◆ TASK OBJECTIVE
According to the excerpt on Vladimir Kislitsin, in which year did he reach the rank of colonel?

◆ EXCERPT TO READ
╔══

White Russian general

Vladimir Alexandrovich Kislitsin (Влади́мир Алекса́ндрович Кисли́цын) (January 9, 1883 – May 18, 1944) was an officer in the Imperial Russian Army and later commanding officer of the pro-monarchist White Army in the later stages of the Russian Civil War.

== Early life ==

As a son of Admiral Alexander Kislitsin, Vladimir was educated at the Odessa Military Institution in 1900 and the Sandomir Officer Training School. He was assigned to the Special Frontier Corps on the Western border of the Russian Empire and served in the Russo-Japanese War. During the course of World War I he was an officer of the 11th Dragoon Regiment, gaining the rank of colonel in 1916. Kislitsin was awarded the Order of St. George of the Fourth Degree (1915), the Order of Saint Stanislaus (Imperial House of Romanov) of the 3rd and 2nd classes, the St. George honour weapon, and the Order of St. Anna, the 4th and 1st classes. He was repeatedly wounded, many times in the head.

╚══

◆ MATERIAL PROVIDED

╔══

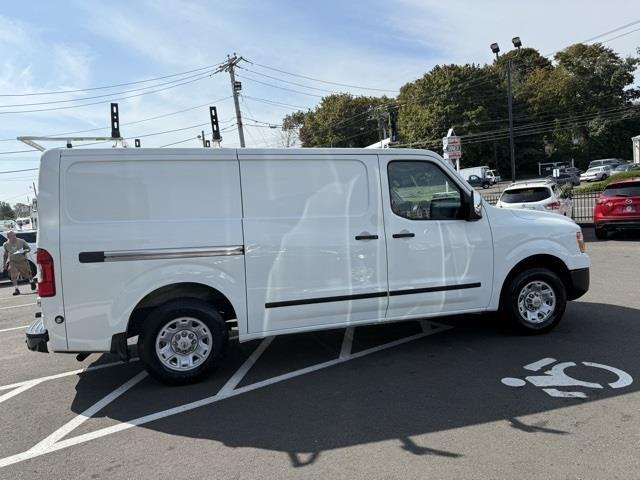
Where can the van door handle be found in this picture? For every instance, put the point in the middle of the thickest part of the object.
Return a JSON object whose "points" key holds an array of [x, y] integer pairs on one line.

╚══

◆ FINISHED TASK
1916